WHAT IS REQUIRED: Count the lines in the data that contain the string "positive", with case counting, and give only that number.

THE INPUT:
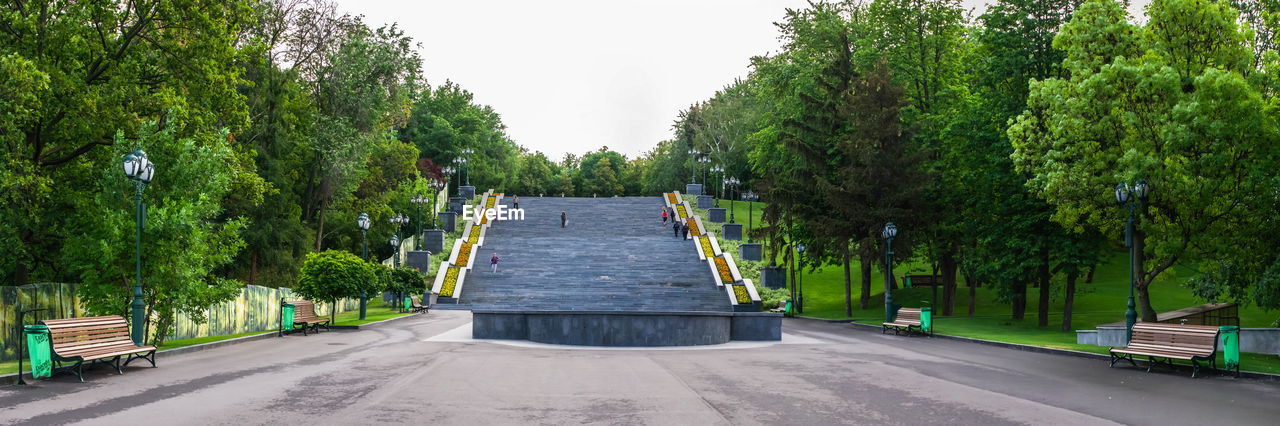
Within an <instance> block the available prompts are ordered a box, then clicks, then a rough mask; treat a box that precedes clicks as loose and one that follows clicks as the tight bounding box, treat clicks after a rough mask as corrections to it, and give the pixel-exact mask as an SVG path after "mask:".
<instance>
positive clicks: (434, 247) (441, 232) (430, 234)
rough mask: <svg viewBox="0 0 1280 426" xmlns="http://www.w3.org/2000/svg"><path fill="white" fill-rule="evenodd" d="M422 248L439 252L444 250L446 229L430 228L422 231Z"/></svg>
mask: <svg viewBox="0 0 1280 426" xmlns="http://www.w3.org/2000/svg"><path fill="white" fill-rule="evenodd" d="M422 249H425V251H429V252H433V253H439V252H443V251H444V230H443V229H428V230H424V232H422Z"/></svg>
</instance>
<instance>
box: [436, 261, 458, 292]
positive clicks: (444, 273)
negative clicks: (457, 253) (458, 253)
mask: <svg viewBox="0 0 1280 426" xmlns="http://www.w3.org/2000/svg"><path fill="white" fill-rule="evenodd" d="M458 270H460V269H458V267H457V266H449V270H448V271H447V272H444V284H442V285H440V297H453V288H454V287H457V285H458Z"/></svg>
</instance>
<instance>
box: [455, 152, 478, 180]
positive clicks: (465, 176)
mask: <svg viewBox="0 0 1280 426" xmlns="http://www.w3.org/2000/svg"><path fill="white" fill-rule="evenodd" d="M461 152H462V156H461V157H458V159H461V160H462V165H463V166H466V164H467V162H470V161H471V160H470V159H468V157H470V156H471V155H472V154H475V152H476V151H475V150H472V148H462V151H461ZM463 175H465V177H466V179H467V185H468V187H470V185H471V168H467V173H463Z"/></svg>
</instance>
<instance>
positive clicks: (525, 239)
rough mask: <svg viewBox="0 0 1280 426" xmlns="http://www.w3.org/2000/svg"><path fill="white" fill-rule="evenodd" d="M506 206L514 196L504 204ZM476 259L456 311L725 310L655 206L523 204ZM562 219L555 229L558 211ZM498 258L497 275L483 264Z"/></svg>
mask: <svg viewBox="0 0 1280 426" xmlns="http://www.w3.org/2000/svg"><path fill="white" fill-rule="evenodd" d="M503 203H504V205H507V206H508V207H511V203H512V198H511V196H508V197H506V198H504V200H503ZM520 207H522V209H524V211H525V220H511V221H498V223H495V224H494V225H493V226H492V228H489V230H488V233H486V235H485V246H483V247H480V248H479V249H477V251H476V262H475V270H472V271H471V272H470V274H467V279H466V283H465V287H463V293H462V299H461V303H463V304H466V306H470V307H472V308H539V310H605V311H730V310H731V306H730V304H728V299H727V297H726V296H724V290H723V289H722V288H719V287H716V284H714V279H713V278H712V275H710V270H709V269H708V267H707V264H705V262H704V261H699V260H698V255H696V251H695V248H694V244H692V243H691V242H689V241H681V239H677V238H675V237H672V233H671V229H669V228H667V226H663V224H662V219H660V214H662V209H663V202H662V198H659V197H620V198H559V197H545V198H538V197H521V203H520ZM561 211H564V212H566V215H567V216H568V225H567V226H566V228H561V220H559V212H561ZM494 252H498V255H499V256H500V258H502V260H500V262H499V269H498V272H490V270H489V258H490V256H492V255H493V253H494Z"/></svg>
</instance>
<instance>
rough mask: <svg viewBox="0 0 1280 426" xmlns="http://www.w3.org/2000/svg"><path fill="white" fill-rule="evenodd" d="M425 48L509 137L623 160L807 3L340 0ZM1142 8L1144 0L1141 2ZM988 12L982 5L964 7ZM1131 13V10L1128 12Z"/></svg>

PROBLEM SOLUTION: 4